* Passage to read:
[Start of section]

The potential of a COVID-19 vaccine from Pfizer jazzed the stock market the other day and sent shares of companies in what analysts call the "reopen trade" soaring while those that benefited from the pandemic lockdowns tumbled.

The travel and tourism industry was wrecked by the stay-at-home orders imposed during the coronavirus outbreak, but has been limping back to life in anticipation of the recovery to come.

Investors shouldn't get sucked into the euphoria just yet, though, because there's a long way to go before vaccinations are widely available and business won't return to normal for some time to come. It's likely the stocks that were soaring on the news will quickly return to earth, but here are three travel and tourism stocks that ought to be on investors' radars for 2021.

A family wearing masks walking in an airport.

Image source: Getty Images.

Booking Holdings

Online travel agency Booking Holdings (BKNG -0.08%) saw its business crushed from the onset of the pandemic as people stopped traveling and taking vacations, forcing it to close global offices and eliminate a quarter of its workforce.

Although Booking is doggedly trying to rebound, and its latest earnings report shows significant sequential improvement, even CEO Glenn Fogel admits it "will likely be years, and not quarters, before the travel market returns to pre-COVID volumes."

But Booking has the financial wherewithal to weather the storm. It has $14.9 billion in cash and investments, and generated almost $850 million in free cash flow last quarter. It does have substantial debt, too, some $10.8 billion at the end of the third quarter, but with a highly variable cost structure and a strong liquidity position, the online travel agent is ready to benefit as consumers look to travel once more.

Walt Disney

Walt Disney's (DIS -1.41%) business units are broadly diverse, but remain inextricably linked to one another. Its movie studios produce films that become TV shows and theme park rides, helping to sell advertising, tickets, and subscriptions and boosting the entertainment giant's bottom line.

[End of section]

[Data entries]
[Start of section]

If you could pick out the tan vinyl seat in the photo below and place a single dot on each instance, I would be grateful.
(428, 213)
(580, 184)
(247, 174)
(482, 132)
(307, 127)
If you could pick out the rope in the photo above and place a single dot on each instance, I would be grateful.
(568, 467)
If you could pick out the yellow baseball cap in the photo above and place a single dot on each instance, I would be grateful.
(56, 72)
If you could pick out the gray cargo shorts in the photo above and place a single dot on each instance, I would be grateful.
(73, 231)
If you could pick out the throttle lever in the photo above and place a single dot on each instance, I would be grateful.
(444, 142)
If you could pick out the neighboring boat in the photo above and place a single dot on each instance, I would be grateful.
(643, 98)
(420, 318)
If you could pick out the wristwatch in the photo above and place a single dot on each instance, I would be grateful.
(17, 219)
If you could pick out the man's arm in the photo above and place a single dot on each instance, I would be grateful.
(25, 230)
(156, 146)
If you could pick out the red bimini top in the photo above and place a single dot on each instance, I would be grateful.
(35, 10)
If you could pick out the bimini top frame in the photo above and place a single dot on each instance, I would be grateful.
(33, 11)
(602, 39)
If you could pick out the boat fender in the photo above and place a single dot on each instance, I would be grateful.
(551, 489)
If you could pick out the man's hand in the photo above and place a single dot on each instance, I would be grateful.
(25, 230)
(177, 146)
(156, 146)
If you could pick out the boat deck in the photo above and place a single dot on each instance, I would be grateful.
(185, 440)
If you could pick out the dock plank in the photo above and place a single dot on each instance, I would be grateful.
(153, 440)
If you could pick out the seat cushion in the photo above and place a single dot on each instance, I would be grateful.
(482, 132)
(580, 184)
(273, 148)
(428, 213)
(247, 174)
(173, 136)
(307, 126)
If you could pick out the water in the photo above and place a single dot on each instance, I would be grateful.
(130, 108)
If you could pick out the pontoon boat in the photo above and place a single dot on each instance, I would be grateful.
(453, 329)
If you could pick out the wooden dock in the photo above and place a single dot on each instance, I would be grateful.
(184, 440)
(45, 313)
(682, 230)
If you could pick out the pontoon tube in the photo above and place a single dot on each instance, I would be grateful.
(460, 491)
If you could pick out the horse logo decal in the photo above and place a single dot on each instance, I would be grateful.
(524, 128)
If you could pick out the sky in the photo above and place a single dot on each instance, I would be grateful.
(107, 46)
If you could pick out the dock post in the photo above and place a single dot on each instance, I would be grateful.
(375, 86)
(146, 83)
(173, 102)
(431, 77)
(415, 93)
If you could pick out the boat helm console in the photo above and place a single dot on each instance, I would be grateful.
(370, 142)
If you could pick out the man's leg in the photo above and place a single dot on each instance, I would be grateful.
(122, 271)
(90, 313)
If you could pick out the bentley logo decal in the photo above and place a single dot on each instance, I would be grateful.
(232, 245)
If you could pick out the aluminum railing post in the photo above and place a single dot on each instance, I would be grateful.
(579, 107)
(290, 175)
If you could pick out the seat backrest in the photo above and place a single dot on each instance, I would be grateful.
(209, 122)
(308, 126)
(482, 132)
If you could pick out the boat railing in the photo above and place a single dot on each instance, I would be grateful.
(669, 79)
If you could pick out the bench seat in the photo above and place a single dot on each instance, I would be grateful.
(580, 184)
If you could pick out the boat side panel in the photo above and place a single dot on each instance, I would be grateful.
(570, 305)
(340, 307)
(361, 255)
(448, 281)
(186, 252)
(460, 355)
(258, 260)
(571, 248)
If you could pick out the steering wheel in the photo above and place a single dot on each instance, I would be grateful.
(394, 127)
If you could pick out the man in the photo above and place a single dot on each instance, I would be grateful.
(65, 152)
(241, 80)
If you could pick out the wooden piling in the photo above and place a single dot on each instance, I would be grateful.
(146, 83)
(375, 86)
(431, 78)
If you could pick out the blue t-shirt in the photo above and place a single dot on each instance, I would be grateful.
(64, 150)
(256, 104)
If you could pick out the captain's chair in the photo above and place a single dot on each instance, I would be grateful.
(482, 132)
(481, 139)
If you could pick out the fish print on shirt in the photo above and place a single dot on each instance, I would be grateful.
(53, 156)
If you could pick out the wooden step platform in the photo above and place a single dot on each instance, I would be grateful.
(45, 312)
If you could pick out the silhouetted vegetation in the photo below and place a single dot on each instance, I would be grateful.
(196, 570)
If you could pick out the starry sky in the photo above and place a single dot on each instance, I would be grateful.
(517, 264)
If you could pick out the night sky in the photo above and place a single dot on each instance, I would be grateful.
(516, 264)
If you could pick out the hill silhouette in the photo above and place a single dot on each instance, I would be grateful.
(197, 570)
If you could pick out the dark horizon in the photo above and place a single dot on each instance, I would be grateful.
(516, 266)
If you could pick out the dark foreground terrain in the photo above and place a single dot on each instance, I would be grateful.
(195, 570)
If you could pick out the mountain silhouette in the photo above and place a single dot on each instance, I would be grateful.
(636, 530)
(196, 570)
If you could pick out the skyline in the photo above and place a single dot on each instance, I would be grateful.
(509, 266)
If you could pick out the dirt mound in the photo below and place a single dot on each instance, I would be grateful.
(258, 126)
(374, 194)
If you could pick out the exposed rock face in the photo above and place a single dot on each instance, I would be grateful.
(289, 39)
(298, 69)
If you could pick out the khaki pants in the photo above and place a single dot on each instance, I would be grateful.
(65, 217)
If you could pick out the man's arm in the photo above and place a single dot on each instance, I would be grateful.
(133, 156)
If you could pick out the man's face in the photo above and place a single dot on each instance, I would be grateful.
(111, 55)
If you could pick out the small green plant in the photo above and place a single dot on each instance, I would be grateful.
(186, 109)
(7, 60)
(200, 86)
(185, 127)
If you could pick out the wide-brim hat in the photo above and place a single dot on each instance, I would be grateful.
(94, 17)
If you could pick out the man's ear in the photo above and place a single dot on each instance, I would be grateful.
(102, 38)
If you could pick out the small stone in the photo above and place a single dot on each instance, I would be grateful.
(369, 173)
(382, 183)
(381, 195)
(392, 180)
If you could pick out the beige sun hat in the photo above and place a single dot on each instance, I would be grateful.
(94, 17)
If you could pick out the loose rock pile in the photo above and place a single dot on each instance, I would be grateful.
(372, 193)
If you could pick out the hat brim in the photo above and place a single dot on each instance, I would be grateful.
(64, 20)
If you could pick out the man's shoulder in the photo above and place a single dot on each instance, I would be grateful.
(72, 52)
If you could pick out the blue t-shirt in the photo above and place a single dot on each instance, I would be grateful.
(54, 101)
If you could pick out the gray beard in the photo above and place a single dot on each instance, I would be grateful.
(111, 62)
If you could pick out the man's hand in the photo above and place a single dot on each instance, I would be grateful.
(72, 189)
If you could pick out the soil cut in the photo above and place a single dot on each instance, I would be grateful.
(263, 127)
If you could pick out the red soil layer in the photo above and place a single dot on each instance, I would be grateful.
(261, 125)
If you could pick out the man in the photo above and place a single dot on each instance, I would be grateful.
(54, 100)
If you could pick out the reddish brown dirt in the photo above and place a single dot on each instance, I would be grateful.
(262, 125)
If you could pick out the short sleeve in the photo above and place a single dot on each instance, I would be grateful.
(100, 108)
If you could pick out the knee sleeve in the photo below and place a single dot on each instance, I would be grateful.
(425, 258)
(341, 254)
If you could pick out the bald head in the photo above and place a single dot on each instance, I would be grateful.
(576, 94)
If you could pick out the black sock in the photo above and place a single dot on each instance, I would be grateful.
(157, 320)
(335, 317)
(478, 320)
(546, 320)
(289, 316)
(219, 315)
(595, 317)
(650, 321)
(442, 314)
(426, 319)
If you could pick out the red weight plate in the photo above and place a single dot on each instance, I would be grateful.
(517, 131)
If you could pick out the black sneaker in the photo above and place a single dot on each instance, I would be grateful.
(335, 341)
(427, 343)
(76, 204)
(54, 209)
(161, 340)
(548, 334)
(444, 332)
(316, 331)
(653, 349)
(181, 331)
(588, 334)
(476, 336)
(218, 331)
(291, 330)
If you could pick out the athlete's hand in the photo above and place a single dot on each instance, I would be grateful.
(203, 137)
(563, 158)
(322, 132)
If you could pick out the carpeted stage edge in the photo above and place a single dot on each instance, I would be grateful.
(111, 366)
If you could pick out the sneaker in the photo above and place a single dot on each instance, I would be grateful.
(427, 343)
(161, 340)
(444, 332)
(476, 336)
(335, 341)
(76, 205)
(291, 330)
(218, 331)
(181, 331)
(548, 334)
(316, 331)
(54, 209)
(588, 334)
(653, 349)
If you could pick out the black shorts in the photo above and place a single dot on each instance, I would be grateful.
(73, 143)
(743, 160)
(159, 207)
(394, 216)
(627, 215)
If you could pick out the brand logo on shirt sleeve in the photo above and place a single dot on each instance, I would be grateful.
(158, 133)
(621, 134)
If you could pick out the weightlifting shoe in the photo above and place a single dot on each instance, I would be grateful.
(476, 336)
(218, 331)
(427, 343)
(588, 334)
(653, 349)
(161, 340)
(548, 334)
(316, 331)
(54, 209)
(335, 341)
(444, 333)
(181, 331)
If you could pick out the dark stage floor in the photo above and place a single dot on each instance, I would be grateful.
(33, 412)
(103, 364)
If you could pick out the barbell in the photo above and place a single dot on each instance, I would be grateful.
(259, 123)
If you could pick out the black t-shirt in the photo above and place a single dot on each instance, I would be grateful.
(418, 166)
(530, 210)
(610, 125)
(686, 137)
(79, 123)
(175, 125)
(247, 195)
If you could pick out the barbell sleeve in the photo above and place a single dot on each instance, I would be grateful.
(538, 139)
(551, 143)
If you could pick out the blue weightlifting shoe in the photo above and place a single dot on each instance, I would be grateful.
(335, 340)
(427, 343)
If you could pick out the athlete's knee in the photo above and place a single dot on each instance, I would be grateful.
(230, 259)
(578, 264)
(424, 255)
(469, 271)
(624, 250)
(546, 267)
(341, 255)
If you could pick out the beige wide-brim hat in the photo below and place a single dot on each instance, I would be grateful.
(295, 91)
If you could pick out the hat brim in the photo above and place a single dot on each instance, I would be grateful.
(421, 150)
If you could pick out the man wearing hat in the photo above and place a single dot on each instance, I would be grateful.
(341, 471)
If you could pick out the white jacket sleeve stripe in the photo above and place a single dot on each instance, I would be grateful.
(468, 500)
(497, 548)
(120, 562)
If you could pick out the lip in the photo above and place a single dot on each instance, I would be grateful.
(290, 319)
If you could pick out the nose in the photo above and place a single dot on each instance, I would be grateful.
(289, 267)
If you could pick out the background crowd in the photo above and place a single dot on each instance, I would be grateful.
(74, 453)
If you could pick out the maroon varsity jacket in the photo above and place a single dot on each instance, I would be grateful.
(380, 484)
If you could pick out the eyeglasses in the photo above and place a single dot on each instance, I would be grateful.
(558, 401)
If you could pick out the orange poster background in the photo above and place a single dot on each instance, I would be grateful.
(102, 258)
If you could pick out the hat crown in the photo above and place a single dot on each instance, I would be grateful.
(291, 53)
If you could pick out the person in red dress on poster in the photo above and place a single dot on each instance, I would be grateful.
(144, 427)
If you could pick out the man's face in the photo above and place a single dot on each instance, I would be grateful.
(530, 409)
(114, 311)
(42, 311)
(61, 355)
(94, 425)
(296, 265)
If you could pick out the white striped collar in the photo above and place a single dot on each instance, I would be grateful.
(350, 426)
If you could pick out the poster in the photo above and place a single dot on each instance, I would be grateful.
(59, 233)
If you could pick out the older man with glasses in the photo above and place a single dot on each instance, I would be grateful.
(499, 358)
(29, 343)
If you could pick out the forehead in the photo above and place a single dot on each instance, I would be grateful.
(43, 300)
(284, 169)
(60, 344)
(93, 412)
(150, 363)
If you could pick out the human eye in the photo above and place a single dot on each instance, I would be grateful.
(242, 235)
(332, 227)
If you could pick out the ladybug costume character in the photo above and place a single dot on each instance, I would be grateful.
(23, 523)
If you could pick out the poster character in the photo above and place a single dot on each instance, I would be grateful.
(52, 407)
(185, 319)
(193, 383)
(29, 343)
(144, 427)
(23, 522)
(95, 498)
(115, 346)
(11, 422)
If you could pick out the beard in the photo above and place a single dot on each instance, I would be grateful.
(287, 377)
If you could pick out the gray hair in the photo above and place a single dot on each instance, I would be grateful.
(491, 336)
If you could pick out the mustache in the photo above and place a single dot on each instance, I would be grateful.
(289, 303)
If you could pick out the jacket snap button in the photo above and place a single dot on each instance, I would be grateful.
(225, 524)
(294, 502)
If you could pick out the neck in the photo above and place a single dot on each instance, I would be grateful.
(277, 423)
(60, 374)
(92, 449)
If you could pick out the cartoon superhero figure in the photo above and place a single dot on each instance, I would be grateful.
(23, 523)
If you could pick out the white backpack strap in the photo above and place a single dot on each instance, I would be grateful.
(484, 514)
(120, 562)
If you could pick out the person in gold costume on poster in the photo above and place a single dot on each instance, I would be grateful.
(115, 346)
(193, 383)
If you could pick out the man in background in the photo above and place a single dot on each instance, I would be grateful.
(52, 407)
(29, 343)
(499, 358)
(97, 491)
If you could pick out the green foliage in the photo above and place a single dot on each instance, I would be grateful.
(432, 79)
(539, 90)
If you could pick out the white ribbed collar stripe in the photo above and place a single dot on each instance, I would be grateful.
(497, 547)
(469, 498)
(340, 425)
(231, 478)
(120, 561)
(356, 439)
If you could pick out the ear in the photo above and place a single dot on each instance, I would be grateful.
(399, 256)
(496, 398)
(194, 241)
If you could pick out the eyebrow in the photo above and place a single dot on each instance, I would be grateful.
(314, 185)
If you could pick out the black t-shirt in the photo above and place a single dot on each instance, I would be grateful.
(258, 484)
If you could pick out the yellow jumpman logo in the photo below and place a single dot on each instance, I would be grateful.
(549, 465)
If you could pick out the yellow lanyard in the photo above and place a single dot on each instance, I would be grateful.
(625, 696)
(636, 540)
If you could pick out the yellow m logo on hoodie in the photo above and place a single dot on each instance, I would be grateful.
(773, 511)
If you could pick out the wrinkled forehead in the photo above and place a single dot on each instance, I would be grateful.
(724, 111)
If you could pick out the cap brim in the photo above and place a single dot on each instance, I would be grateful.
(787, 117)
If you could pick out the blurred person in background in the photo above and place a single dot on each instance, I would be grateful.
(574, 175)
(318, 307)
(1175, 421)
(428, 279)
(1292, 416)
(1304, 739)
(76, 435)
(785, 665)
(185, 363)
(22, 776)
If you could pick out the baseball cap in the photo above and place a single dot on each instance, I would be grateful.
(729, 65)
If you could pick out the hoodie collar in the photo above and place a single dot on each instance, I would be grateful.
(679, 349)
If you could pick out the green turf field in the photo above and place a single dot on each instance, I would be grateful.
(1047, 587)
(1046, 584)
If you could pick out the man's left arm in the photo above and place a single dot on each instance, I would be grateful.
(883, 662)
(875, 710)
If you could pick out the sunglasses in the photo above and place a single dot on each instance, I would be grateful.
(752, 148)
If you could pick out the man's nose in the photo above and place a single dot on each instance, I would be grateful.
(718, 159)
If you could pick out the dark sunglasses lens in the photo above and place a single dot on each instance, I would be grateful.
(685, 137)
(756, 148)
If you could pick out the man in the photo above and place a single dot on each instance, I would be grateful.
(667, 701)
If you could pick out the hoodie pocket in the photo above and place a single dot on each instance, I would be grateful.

[End of section]

* Problems and tasks:
#1 According to the article on travel and tourism stocks, how much free cash flow did Booking Holdings generate last quarter?
#2 Does the article on travel and tourism stocks agree with each statement? (a) Booking Holdings cut half of its workforce. (b) Booking Holdings had about $10.8 billion in debt at the end of the third quarter. (c) The COVID-19 vaccine news that moved the stock market involved Pfizer.

* Responses by task:
#1 Almost $850 million.

#2
(a) No: "eliminate a quarter of its workforce"
(b) Yes: "some $10.8 billion at the end of the third quarter"
(c) Yes: "The potential of a COVID-19 vaccine from Pfizer jazzed the stock market"